[Given entries Boundary: Start]

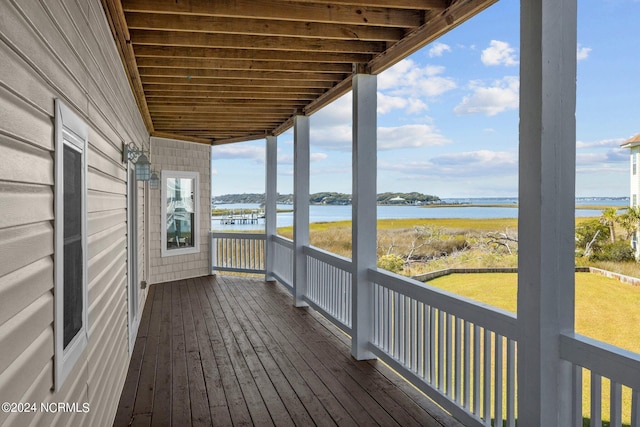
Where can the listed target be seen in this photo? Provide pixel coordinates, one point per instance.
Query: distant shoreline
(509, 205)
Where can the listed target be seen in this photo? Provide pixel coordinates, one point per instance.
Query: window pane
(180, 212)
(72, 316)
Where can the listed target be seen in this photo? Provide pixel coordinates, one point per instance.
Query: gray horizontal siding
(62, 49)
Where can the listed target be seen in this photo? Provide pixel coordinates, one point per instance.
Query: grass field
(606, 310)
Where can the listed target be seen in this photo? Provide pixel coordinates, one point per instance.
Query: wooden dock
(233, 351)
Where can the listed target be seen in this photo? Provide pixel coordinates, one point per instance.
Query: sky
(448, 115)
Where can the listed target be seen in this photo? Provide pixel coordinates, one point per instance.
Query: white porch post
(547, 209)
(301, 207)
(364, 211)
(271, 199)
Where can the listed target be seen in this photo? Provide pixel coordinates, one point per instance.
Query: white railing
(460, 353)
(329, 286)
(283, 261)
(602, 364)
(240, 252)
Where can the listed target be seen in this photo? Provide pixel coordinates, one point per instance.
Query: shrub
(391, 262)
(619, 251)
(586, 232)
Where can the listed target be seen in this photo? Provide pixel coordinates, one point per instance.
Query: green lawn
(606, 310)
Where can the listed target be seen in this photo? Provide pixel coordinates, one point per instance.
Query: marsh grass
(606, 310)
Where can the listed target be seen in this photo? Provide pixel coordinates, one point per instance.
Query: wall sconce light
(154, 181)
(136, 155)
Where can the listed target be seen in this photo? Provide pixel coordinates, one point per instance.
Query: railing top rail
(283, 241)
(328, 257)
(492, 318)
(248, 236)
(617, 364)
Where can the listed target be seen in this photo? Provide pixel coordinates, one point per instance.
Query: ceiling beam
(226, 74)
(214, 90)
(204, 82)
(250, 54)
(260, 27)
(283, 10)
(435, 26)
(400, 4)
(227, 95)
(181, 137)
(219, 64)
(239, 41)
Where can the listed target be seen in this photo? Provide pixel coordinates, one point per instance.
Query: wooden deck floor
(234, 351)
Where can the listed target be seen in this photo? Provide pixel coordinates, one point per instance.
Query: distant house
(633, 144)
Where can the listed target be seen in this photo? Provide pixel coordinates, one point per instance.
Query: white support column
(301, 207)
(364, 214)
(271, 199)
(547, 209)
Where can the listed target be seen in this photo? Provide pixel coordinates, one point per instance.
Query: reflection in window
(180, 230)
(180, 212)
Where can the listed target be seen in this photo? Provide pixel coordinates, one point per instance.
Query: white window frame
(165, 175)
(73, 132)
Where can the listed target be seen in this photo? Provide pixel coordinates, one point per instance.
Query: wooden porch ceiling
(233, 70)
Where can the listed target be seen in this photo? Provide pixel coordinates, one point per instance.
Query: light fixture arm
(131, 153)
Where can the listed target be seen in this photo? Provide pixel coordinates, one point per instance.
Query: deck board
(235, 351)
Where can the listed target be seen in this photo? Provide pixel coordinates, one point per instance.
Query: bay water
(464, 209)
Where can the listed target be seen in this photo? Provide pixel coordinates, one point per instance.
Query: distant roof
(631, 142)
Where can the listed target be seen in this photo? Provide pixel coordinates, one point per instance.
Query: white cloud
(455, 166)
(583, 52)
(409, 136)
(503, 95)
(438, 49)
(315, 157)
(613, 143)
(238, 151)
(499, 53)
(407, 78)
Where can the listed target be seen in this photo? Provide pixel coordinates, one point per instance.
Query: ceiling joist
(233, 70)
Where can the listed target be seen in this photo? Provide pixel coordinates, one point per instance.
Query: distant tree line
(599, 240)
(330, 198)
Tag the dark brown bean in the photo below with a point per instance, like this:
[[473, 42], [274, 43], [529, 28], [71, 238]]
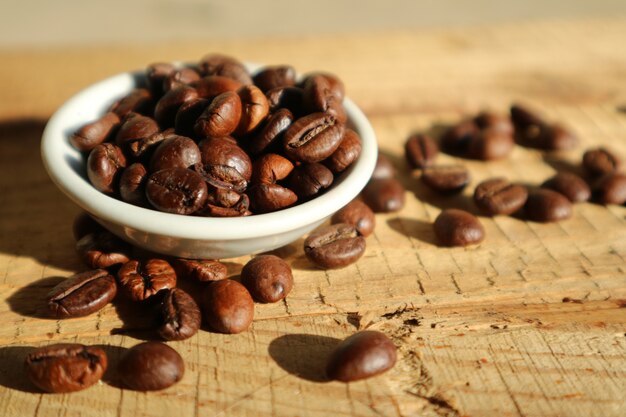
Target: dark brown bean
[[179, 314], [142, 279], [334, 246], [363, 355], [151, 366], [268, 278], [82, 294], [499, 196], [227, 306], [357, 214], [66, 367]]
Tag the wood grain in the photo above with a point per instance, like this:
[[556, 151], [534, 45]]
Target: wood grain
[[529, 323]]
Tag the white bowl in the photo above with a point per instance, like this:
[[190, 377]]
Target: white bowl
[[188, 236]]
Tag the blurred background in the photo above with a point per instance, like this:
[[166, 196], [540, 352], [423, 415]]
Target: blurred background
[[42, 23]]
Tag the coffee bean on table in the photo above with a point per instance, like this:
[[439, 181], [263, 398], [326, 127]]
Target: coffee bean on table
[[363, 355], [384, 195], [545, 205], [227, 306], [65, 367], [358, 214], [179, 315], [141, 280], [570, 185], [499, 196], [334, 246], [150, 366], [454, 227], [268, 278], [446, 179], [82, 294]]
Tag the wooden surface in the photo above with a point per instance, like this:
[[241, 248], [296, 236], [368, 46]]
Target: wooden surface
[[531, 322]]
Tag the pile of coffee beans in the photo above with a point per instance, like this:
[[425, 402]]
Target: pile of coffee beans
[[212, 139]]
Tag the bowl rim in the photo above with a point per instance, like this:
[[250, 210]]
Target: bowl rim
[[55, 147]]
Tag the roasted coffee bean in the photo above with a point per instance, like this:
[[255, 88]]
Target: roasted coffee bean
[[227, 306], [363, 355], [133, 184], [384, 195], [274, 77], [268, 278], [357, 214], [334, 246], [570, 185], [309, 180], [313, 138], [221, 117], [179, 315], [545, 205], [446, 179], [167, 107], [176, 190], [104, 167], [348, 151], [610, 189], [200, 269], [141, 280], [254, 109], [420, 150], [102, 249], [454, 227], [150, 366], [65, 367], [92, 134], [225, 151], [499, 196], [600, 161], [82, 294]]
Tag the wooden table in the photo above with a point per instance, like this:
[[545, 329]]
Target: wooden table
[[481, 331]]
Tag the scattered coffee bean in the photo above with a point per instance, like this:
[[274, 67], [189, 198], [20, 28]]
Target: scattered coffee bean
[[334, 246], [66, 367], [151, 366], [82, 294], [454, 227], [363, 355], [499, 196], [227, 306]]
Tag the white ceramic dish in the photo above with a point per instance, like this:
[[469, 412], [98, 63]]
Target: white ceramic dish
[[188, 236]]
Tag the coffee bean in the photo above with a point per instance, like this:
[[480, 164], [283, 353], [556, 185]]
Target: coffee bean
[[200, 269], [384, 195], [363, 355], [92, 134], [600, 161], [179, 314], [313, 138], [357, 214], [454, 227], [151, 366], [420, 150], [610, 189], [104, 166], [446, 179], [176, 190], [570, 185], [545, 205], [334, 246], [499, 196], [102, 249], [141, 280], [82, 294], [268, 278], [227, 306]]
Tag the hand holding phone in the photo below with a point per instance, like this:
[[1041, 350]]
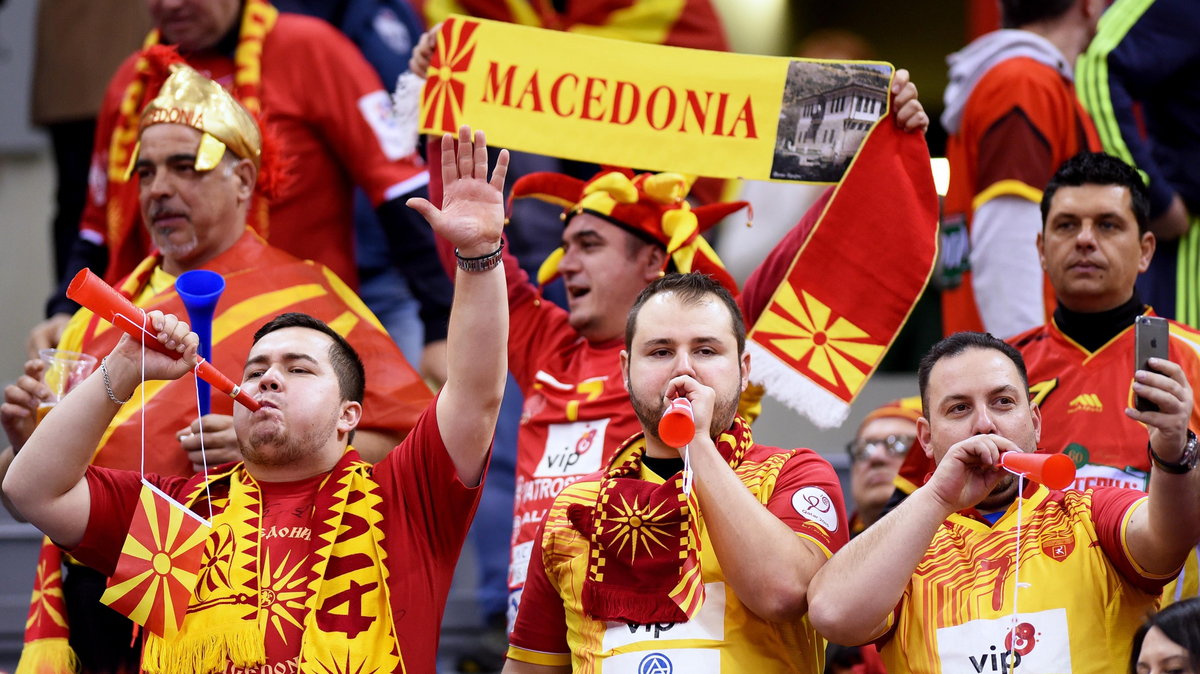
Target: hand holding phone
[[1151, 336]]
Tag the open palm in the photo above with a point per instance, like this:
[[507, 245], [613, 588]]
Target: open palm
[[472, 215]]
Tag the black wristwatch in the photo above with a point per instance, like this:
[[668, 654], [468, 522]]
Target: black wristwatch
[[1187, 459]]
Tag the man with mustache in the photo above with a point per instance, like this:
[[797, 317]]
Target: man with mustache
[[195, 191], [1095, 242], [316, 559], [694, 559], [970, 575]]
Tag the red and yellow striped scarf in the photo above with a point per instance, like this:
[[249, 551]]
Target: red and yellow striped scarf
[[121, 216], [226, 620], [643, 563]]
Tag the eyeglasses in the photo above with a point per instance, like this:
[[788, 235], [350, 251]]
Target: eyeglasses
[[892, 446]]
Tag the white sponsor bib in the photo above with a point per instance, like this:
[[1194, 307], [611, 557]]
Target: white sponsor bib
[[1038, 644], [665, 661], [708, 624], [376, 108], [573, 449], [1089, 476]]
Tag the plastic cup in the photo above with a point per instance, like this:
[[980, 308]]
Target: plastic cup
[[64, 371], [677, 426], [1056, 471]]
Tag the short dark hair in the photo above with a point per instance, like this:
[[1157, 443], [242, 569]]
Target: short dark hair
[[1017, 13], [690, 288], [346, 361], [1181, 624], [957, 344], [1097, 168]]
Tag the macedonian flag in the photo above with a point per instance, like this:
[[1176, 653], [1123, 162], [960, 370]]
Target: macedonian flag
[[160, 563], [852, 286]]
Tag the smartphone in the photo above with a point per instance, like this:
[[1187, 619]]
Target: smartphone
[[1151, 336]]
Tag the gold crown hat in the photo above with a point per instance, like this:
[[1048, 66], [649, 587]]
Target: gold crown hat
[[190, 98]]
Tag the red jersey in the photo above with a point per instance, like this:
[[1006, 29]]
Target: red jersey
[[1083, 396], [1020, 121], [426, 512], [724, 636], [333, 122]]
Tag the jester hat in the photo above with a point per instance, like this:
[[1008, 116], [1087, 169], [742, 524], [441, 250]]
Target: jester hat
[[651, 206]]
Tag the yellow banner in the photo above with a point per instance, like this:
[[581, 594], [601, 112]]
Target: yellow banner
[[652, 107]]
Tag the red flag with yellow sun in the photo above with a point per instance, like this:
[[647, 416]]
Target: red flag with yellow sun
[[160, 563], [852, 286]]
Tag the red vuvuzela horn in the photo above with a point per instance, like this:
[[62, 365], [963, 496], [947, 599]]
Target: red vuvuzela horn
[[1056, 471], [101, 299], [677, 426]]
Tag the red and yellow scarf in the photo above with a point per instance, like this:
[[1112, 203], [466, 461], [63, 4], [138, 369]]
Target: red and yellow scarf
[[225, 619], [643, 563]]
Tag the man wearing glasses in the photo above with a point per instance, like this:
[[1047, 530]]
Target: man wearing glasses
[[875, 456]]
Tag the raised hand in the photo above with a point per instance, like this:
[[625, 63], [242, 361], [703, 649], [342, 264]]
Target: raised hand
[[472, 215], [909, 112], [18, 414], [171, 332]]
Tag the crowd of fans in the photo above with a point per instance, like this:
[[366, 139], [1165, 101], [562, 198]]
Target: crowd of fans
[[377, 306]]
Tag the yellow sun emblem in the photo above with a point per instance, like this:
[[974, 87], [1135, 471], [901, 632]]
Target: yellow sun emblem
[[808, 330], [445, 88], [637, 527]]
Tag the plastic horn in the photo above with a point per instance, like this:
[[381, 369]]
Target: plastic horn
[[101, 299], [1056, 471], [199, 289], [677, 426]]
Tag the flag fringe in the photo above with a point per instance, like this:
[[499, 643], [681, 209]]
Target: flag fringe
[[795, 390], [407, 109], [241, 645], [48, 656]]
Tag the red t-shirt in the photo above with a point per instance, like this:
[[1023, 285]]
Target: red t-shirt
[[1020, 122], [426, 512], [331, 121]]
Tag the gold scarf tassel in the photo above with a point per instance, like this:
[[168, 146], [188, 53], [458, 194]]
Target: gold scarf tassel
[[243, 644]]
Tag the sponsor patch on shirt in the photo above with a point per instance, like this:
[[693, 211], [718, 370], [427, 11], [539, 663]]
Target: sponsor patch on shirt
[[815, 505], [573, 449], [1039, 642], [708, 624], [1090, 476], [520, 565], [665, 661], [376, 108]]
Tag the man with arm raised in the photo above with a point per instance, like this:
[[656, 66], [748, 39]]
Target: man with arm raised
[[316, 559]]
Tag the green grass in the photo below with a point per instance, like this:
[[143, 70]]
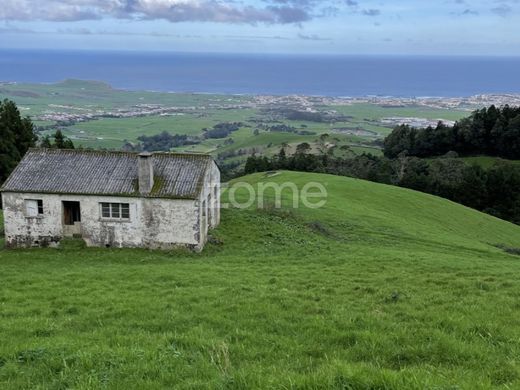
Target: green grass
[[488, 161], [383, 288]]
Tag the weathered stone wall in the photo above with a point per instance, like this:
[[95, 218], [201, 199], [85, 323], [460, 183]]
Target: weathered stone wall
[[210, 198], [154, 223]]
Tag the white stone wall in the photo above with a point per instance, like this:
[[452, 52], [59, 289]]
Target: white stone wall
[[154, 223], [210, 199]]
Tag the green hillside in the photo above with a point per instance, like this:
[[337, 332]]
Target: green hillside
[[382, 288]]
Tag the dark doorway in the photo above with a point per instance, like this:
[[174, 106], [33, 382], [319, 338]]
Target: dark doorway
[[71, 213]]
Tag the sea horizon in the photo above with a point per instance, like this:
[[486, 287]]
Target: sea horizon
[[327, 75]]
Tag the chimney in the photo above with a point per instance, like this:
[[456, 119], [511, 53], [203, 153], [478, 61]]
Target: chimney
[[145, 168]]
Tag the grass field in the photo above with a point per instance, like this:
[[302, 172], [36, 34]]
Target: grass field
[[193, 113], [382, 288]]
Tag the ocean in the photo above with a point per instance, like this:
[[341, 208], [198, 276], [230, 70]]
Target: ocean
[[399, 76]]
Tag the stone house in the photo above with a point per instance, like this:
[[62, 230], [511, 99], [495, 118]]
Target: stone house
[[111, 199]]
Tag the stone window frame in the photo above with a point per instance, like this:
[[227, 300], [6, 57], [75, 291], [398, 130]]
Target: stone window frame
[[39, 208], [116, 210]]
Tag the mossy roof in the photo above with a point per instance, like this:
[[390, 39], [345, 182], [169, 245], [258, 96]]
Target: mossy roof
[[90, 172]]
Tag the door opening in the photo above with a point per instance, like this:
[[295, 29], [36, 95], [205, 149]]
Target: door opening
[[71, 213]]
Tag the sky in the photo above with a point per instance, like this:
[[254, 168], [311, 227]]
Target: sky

[Given entries Boundary: End]

■ **Problem requirements**
Out of the entries above, write out only the lines between the line holding "[[190, 377]]" and the line holding "[[255, 88]]", inclusive, each exactly as given.

■ **Written reply**
[[190, 377]]
Target: white bowl
[[188, 236]]
Tag the blurred background in the photo above with a point per instance, like this:
[[166, 196], [540, 352], [423, 415]]
Target: blurred background
[[42, 23]]
Tag the coffee bean on table in the photo above with a point per instance, like this:
[[439, 181], [263, 398], [326, 127]]
Target: coffee bean on table
[[363, 355], [384, 195], [545, 205], [227, 306], [65, 367], [358, 214], [179, 315], [141, 280], [570, 185], [499, 196], [334, 246], [150, 366], [454, 227], [268, 278], [446, 179], [82, 294]]
Tag the wooden surface in the photo above with a point per instance, like this:
[[241, 248], [296, 236], [368, 46]]
Target: wooden surface
[[531, 322]]
Tag the pile of coffee beans in the photo above with a point per instance, like this:
[[425, 402]]
Target: pile of coffee beans
[[212, 139]]
Tag the bowl rim in the photo above with a point per instance, like this:
[[250, 210]]
Target: bowl rim
[[55, 147]]
Tag the roasted coffee bean in the photo above with a point per instance, like this:
[[255, 88]]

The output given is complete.